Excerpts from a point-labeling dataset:
+ + +

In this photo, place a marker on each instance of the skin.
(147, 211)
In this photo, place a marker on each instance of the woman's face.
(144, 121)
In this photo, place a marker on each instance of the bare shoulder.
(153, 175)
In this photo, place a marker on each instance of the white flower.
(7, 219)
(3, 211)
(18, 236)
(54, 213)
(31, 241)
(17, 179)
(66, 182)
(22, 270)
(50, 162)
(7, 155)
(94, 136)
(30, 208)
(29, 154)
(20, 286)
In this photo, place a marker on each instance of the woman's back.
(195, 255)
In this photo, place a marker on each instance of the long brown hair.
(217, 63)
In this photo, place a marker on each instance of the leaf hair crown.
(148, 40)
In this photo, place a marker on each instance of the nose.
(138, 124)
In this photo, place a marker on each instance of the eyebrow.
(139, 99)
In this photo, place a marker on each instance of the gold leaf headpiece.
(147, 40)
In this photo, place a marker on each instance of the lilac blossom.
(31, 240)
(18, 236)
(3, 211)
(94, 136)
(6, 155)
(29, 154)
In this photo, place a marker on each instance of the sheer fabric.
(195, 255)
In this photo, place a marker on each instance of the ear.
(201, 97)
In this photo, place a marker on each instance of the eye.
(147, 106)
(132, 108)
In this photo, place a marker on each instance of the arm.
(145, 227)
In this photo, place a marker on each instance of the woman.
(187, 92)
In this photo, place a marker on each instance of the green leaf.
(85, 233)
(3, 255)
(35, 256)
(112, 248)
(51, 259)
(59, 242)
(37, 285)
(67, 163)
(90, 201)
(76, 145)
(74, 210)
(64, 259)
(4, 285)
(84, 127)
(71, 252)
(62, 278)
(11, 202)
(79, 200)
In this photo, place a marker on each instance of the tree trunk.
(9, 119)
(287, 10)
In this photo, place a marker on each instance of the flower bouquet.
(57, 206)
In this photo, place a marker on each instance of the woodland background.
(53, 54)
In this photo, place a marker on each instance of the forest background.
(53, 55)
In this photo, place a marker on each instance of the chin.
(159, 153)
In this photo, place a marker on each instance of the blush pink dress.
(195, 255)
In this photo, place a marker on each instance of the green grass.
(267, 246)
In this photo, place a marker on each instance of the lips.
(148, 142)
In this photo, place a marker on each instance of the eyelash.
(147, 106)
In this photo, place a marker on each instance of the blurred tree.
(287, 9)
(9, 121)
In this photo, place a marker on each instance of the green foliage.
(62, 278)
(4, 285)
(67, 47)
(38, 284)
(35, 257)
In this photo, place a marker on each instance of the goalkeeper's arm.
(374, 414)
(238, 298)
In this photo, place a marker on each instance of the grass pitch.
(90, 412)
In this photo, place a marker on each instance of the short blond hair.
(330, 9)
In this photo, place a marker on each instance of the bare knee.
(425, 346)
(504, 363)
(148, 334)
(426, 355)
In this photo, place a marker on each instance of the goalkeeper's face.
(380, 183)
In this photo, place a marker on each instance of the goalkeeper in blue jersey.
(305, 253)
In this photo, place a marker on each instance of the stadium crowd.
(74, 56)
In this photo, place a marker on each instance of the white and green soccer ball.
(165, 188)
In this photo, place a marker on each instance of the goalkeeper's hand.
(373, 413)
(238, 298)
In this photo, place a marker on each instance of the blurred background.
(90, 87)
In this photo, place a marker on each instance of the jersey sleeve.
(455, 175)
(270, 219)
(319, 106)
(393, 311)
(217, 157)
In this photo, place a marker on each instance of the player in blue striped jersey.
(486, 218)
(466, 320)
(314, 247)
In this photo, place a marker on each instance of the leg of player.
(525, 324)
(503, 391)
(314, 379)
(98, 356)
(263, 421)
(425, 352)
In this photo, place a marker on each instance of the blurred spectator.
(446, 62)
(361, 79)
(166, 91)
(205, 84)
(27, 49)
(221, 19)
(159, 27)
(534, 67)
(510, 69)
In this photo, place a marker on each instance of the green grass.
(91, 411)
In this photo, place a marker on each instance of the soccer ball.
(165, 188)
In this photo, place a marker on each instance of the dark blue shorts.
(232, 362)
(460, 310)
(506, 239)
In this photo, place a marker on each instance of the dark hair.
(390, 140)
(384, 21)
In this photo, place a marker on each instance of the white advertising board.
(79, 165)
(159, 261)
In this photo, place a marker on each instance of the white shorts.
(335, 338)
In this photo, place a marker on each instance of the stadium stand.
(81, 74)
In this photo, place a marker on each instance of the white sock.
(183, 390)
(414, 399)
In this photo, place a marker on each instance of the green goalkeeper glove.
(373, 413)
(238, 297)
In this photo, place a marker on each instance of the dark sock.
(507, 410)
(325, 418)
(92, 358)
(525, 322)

+ + +

Could you reproduce the whole listing above, line for line and without any changes?

Task output:
In this photo, place a marker on each instance of the skin.
(147, 211)
In this photo, place a marker on each instance of the woman's face.
(144, 121)
In this photo, place a marker on each instance of the bare shoulder.
(153, 175)
In this photo, place a marker on each instance of the white flower.
(7, 219)
(3, 211)
(18, 236)
(54, 213)
(31, 241)
(17, 179)
(66, 182)
(22, 270)
(50, 162)
(7, 155)
(94, 136)
(30, 208)
(29, 154)
(20, 286)
In this photo, place a marker on each instance of the woman's back.
(195, 255)
In this photo, place a marker on each instance of the long brown hair.
(217, 63)
In this photo, place a marker on each instance of the leaf hair crown.
(148, 40)
In this photo, place a marker on each instance of the nose.
(138, 124)
In this photo, place a marker on each instance of the eyebrow.
(139, 99)
In this photo, place a marker on each instance of the gold leaf headpiece.
(147, 40)
In this photo, place a marker on each instance of the lilac blossom.
(31, 240)
(18, 236)
(3, 211)
(94, 136)
(6, 155)
(29, 154)
In this photo, place a marker on each instance of the sheer fabric.
(195, 255)
In this photo, place a marker on each instance of the ear.
(201, 97)
In this photo, place a marker on each instance of the eye.
(147, 106)
(132, 108)
In this photo, place a marker on each instance of the arm.
(145, 227)
In this photo, place a marker on each instance of the woman.
(187, 92)
In this photo, place a marker on each instance of the green leaf.
(85, 233)
(3, 255)
(35, 256)
(112, 248)
(51, 259)
(59, 242)
(37, 285)
(67, 163)
(90, 201)
(76, 145)
(74, 210)
(64, 259)
(4, 285)
(84, 127)
(71, 252)
(62, 278)
(11, 202)
(79, 200)
In this photo, place a marker on each instance of the tree trunk.
(9, 119)
(287, 10)
In this photo, place a marker on each instance of the flower bouquet.
(57, 206)
In this photo, place a marker on each instance of the woodland background.
(53, 54)
In this photo, place a marker on each instance of the forest background.
(53, 55)
In this photo, place a marker on each instance of the chin.
(159, 153)
In this photo, place a marker on each instance of the blush pink dress.
(195, 255)
In this photo, place a marker on each instance of the green grass.
(267, 246)
In this photo, place a marker on each instance of the lips.
(148, 142)
In this photo, place a marker on each instance of the eyelash.
(147, 106)
In this photo, place a marker on each instance of the blurred tree.
(287, 9)
(9, 121)
In this photo, place a marker on each instance of the green foliage.
(62, 278)
(4, 285)
(67, 47)
(38, 284)
(35, 257)
In this photo, place a marker on each instance of the goalkeeper's arm.
(374, 414)
(238, 298)
In this photo, place a marker on each instance of the grass pitch.
(90, 412)
In this photo, place a marker on each instance of the short blond hair.
(330, 9)
In this photo, place a marker on each instance of the bare knee.
(425, 346)
(504, 363)
(148, 334)
(426, 355)
In this photo, place a marker on each instance of the goalkeeper's face.
(380, 183)
In this photo, place a marker on each instance of the goalkeeper in blue jersey.
(305, 253)
In this photo, place a marker on each instance of the stadium crowd.
(74, 56)
In this photo, place a marker on each instance of the white and green soccer ball.
(165, 188)
In this photo, place a marker on each instance of the goalkeeper's hand.
(373, 413)
(238, 298)
In this photo, place a marker on each instance of the blurred background.
(90, 87)
In this photo, place a marker on each instance of the jersey sleeve.
(455, 175)
(270, 219)
(319, 106)
(393, 311)
(217, 157)
In this photo, place a marker on each instance of the player in blue striped jersey.
(486, 218)
(466, 320)
(314, 247)
In this photo, place a marker on each instance of the leg of player.
(525, 324)
(503, 391)
(314, 379)
(98, 356)
(263, 421)
(425, 352)
In this photo, place a marker on each instance of the blurred spectator.
(446, 62)
(361, 79)
(166, 91)
(205, 84)
(27, 49)
(221, 19)
(159, 27)
(534, 67)
(510, 69)
In this photo, place a marker on each instance of the green grass.
(91, 411)
In this photo, place a marker on each instance of the soccer ball.
(165, 188)
In this photo, place a marker on each instance of the dark blue shorts.
(232, 362)
(460, 310)
(506, 239)
In this photo, place a marker on each instance of the dark hair.
(390, 140)
(384, 21)
In this photo, place a marker on each instance of the white advertising board.
(79, 165)
(159, 261)
In this photo, place a marker on each instance of the white shorts.
(335, 338)
In this photo, place a marker on each instance of the stadium stand.
(81, 74)
In this photo, place a marker on each instance of the white sock.
(183, 390)
(414, 399)
In this photo, place a marker on each instance of the green goalkeeper glove.
(373, 413)
(238, 297)
In this photo, place a marker on each instance of the dark sock.
(507, 410)
(325, 418)
(92, 358)
(525, 322)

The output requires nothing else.